Exercise. Repeat word for word everything from the line containing "<item>faucet handle</item> ->" to the end of the listing, first and last lines included, and only that.

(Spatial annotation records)
════════════════

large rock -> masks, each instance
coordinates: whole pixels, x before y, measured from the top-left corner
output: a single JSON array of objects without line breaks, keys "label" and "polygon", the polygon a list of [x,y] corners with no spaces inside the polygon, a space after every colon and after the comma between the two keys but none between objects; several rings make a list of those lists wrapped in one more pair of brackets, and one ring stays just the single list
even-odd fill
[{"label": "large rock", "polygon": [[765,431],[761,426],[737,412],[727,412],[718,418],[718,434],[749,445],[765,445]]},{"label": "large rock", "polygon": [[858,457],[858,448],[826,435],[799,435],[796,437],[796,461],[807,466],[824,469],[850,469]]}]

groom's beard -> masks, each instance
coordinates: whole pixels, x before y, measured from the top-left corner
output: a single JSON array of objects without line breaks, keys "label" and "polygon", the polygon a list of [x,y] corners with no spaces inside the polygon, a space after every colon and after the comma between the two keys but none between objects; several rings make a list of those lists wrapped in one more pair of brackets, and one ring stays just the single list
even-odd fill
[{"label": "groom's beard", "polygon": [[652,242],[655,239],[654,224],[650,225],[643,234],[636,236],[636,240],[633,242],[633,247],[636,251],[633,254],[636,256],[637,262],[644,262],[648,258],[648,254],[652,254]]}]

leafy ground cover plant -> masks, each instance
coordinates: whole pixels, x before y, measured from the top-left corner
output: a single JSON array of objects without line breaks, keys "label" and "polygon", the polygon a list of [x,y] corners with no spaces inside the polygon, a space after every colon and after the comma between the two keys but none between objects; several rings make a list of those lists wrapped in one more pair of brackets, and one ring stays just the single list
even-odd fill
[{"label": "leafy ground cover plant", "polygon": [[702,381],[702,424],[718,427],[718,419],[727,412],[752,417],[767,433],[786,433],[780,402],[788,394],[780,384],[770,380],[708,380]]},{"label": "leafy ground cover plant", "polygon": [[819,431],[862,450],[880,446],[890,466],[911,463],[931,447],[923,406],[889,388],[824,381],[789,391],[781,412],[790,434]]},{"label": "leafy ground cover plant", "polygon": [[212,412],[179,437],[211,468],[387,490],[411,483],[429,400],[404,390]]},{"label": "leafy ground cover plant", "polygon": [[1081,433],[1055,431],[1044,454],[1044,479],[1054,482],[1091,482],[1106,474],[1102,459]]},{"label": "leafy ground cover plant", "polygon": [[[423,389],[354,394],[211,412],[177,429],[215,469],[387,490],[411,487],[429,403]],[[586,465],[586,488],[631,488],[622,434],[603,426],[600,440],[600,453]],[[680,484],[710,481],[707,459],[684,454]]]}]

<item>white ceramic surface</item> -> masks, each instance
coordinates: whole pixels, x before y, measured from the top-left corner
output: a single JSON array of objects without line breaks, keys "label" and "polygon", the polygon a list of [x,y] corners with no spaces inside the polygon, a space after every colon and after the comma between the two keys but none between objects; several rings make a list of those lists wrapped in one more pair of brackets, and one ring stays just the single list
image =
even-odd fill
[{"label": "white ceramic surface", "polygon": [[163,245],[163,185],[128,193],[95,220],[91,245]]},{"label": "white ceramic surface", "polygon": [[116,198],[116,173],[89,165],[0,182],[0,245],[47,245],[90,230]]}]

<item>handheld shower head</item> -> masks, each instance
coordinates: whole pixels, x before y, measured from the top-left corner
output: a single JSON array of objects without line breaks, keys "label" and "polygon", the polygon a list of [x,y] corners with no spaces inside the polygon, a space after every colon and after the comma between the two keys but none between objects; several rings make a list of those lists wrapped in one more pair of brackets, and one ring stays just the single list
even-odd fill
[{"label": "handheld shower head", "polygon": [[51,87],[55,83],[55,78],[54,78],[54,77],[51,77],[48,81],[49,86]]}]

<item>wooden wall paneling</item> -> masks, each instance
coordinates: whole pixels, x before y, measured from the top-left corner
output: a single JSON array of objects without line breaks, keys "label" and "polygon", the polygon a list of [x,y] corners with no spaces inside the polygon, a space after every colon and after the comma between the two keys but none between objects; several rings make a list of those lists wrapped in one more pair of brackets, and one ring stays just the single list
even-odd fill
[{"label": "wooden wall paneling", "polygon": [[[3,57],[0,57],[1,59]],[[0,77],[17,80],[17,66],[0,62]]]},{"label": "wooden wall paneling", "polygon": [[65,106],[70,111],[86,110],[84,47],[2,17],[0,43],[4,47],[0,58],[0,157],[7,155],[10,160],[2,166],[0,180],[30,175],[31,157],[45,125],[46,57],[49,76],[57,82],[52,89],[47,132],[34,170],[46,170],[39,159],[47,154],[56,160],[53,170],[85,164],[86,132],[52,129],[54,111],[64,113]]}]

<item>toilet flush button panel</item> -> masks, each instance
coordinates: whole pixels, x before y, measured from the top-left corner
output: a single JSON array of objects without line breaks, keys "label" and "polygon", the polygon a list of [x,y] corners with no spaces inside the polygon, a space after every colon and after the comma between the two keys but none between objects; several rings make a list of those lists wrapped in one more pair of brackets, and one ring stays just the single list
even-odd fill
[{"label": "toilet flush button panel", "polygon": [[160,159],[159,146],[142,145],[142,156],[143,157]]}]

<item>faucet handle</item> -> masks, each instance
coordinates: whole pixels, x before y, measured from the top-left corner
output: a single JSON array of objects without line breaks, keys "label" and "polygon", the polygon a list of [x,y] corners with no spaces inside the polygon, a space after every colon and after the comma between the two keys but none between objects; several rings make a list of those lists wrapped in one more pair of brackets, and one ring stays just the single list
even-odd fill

════════════════

Solution to the exercise.
<item>faucet handle</item> -> masks, each instance
coordinates: whole pixels, x before y, measured from the top-left corner
output: a single JSON array of objects without line breaks, keys "label" and "polygon", the polygon a list of [x,y] corners with no spaces inside the polygon, a space after every colon and after the comma between the two keys but none between objects; several rings make a list of those lists wrapped in one more pair of brackets, and one ring stays just the single list
even-odd fill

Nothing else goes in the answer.